▶ Set task A:
Count the lines in the rows below that contain the string "Target", and give only that number.

[Begin Provided text]

As I get older, I get more and more worried about the general sense of university as the best days of your life. I mean, Oxford has exceeded my expectations by yards, and yet I still sometimes get that itchy sense that my life just isn’t as good as how I want to be able to say it was, in twenty years time. And talking to Simon Reynolds, that feeling is back with bells on. He’s one of the most interesting music journalists Britain has, and yet he went to university in a town which (let’s face it) lacks the kind of interest in its music scene which would spark the fascination of a twenty-something who had ‘the absolute fixed notion I was going to be a music journalist’.
‘Music on a national level, and the music papers, above all the NME inspired me to want to do music journalism’
From asking about his experiences, Oxford seems a bit more glistening. I start by questioning him about the music scene when he was here. He lists the Oxford Apollo (now the New Theatre), and a slightly more exciting-sounding ‘discotheque called Scamps’. But even with a few exciting names popping up – The Smiths, for example, or Elvis Costello – Reynolds notes that it wasn’t the music scene in Oxford that really got him into music journalism, but rather ‘music on a national level, and the music papers, above all the NME, that inspired me to want to do music journalism’.
But it isn’t the music scene that I’m envious of, even if being able to roll off – as he can – that I had seen The Fall ‘at their absolute most fierce, dense, discordant, impenetrable’. It’s rather the general sense that he gives of his time here, how his major influences were his friends; ‘a bunch of misfit, intellectual types’, which included a best friend who was ‘doing a dissertation that involved Derrida and deconstruction’, and another who was a ‘full-on feminist’. It seems for Reynolds, Oxford’s main impact on his life was that it provided the opportunity for making friends and having fun and, as he puts it, ‘the adventure of being a young adult away from home for the first time, and all the socialising and just doing things like staying up all night talking’.
But from a man as astute and eloquent as Reynolds, it’s hard to believe that if it wasn’t the History degree (he was at Brasenose in the early 80s) which gave him his way with words, he must have been ‘staying up all night talking’ about something pretty interesting.

[End Provided text]
[Begin Information provided]

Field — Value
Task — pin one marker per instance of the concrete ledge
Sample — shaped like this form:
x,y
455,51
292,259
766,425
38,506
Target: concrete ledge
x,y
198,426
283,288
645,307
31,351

[End Information provided]
[Begin Information provided]

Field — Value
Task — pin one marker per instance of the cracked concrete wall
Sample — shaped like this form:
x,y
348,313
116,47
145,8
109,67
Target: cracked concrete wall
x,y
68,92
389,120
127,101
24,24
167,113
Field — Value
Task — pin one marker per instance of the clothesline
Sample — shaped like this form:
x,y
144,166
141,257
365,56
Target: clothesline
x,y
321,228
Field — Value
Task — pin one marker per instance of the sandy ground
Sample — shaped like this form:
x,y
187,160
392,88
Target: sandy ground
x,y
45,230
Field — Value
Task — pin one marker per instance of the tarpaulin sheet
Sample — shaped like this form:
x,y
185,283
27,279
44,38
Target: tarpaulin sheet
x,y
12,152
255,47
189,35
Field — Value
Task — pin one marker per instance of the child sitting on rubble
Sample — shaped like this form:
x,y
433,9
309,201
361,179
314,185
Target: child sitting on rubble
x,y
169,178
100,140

[End Information provided]

▶ Set task B:
Answer these questions from the text about Simon Reynolds above:
(i) Which college was Reynolds at?
(ii) What is the Oxford Apollo called now?
(iii) Which music paper does Reynolds name as his main inspiration to pursue music journalism?

▶ Final result A:
6

▶ Final result B:
(i) Brasenose
(ii) The New Theatre
(iii) The NME